● **Exercise requirements**: Copy every one of the entries below word for word, keeping each line unchanged.

● **Provided records**:
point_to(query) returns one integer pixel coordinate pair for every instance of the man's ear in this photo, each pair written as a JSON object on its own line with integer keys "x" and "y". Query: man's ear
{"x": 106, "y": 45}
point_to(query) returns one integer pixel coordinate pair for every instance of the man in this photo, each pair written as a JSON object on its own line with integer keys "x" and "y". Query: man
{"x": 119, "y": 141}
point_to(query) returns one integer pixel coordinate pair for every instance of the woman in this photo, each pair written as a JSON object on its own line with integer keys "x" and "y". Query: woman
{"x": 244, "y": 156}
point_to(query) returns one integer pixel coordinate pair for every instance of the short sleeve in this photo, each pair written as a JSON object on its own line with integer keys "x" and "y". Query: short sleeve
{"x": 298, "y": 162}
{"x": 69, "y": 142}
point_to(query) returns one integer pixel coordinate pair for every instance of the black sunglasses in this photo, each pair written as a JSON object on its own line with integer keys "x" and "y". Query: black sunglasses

● **Answer to this exercise**:
point_to(query) returns one integer pixel coordinate pair for every instance of the man's ear in this photo, each pair written as a JSON object on its own line with integer keys "x" and "y". Query: man's ear
{"x": 106, "y": 45}
point_to(query) returns one integer pixel coordinate pair for every instance of the man in this photo, each pair written as a JSON object on its own line with integer keys "x" and "y". Query: man
{"x": 119, "y": 141}
point_to(query) returns one integer pixel coordinate pair for every instance of the woman in this photo, each pair written as a JSON object on its own line with integer keys "x" and "y". Query: woman
{"x": 244, "y": 156}
point_to(query) returns one integer pixel coordinate pair for every instance of the short sleeve in this photo, each pair written as a JSON object on its own line with integer keys "x" and "y". Query: short sleeve
{"x": 298, "y": 162}
{"x": 69, "y": 142}
point_to(query) returns one integer pixel coordinate pair for every instance of the black sunglasses in this photo, each pair written as a JSON object on its own line with integer keys "x" and "y". Query: black sunglasses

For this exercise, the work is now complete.